## Task statement:
Each record must be reproduced exactly as it is shown.

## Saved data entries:

· · · · · · ·

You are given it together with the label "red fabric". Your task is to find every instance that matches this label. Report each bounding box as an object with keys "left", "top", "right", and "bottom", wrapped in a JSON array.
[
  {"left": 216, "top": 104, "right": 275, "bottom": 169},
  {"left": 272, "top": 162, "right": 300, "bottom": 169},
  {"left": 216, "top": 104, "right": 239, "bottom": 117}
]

· · · · · · ·

## Task solution:
You are given it together with the label "red fabric". Your task is to find every instance that matches this label. Report each bounding box as an object with keys "left", "top", "right", and "bottom", wrapped in a JSON array.
[
  {"left": 216, "top": 104, "right": 275, "bottom": 169},
  {"left": 272, "top": 162, "right": 300, "bottom": 169},
  {"left": 216, "top": 104, "right": 239, "bottom": 117}
]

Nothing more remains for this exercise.